> [TASK TO CARRY OUT] Only the lines from the top of the data through the line containing "box: [72, 467, 788, 531]" should be duplicated, exactly as they appear.
------
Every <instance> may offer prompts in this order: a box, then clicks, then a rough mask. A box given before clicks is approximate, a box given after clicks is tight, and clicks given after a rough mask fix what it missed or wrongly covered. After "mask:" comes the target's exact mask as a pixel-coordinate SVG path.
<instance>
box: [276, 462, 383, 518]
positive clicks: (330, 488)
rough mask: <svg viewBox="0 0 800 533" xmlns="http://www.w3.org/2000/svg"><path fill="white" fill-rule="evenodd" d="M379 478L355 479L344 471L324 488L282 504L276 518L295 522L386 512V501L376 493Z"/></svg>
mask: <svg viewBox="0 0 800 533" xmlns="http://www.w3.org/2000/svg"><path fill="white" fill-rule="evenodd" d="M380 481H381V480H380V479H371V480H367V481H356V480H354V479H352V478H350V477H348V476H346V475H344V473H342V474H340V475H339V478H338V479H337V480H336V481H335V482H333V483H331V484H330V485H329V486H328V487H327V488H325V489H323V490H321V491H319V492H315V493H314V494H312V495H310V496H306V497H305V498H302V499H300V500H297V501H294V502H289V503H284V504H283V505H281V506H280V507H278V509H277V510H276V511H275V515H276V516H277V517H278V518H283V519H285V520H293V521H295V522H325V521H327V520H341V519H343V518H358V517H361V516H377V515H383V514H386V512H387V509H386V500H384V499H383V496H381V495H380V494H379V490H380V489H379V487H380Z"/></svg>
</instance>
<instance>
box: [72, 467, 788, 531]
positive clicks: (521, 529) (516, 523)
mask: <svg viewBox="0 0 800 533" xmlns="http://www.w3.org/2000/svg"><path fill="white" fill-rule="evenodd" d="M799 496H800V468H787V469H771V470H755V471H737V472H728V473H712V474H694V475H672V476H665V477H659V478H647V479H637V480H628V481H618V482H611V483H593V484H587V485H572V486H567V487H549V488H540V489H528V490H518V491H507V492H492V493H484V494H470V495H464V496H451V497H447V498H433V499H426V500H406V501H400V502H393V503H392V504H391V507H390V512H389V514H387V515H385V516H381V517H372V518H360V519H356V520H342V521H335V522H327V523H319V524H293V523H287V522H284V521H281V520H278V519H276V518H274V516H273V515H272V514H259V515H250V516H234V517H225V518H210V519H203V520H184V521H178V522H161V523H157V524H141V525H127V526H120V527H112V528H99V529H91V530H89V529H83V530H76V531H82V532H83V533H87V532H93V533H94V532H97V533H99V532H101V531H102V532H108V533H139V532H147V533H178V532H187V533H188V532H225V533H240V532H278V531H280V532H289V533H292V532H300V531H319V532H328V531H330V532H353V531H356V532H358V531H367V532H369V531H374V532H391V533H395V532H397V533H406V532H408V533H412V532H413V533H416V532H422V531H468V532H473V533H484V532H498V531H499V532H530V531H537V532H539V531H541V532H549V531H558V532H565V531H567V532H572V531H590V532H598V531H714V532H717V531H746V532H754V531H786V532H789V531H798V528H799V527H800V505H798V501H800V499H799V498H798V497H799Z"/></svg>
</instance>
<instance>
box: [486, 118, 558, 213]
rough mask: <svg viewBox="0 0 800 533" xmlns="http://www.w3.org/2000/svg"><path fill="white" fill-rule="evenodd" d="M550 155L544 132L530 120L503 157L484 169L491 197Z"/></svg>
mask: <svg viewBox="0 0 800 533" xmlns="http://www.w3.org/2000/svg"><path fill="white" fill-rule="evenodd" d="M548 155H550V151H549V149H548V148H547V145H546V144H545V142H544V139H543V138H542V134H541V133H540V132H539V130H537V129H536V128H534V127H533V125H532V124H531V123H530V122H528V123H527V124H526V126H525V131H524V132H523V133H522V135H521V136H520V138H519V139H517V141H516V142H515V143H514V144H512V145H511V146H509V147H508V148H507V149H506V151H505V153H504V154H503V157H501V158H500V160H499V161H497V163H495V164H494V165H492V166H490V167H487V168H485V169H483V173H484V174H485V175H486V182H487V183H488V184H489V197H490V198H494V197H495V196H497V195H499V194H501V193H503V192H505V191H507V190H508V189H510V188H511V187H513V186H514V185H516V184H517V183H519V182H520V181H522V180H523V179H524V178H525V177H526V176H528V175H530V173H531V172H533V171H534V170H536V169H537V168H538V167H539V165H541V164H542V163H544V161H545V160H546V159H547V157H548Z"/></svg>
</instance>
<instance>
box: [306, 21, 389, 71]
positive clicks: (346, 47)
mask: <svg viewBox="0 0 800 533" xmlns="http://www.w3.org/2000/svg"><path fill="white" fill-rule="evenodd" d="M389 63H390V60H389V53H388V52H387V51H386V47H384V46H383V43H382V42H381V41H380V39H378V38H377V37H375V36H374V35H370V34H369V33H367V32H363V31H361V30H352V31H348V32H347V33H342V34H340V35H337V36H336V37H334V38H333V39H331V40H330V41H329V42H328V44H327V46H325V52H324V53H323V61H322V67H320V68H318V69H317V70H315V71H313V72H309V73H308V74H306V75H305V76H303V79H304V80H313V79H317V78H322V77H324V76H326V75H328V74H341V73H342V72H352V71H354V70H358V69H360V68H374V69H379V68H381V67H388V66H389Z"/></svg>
------
> [SOLVED EXERCISE]
Every <instance> may offer prompts in this order: a box, then clicks, then a rough mask. A box given before clicks is approximate, a box given after clicks is tight, and clicks given after a rough mask fix what it missed or wrongly covered. After "mask:" comes the target's exact mask as a pixel-coordinate SVG path.
<instance>
box: [276, 462, 383, 518]
positive clicks: (330, 488)
rough mask: <svg viewBox="0 0 800 533" xmlns="http://www.w3.org/2000/svg"><path fill="white" fill-rule="evenodd" d="M379 478L355 479L344 471L324 488L282 504L276 518L295 522L386 512V501L376 493Z"/></svg>
mask: <svg viewBox="0 0 800 533" xmlns="http://www.w3.org/2000/svg"><path fill="white" fill-rule="evenodd" d="M380 481H381V480H380V479H371V480H367V481H356V480H354V479H352V478H350V477H348V476H346V475H344V473H342V474H340V475H339V478H338V479H337V480H336V481H335V482H333V483H331V484H330V485H329V486H328V487H327V488H325V489H323V490H321V491H319V492H315V493H314V494H312V495H310V496H306V497H305V498H302V499H300V500H297V501H294V502H289V503H284V504H283V505H281V506H280V507H278V509H277V510H276V511H275V515H276V516H277V517H278V518H283V519H285V520H293V521H295V522H325V521H327V520H341V519H343V518H358V517H361V516H377V515H383V514H386V512H387V509H386V500H384V499H383V496H381V495H380V494H379V490H380V489H379V487H380Z"/></svg>
</instance>
<instance>
box: [72, 467, 788, 531]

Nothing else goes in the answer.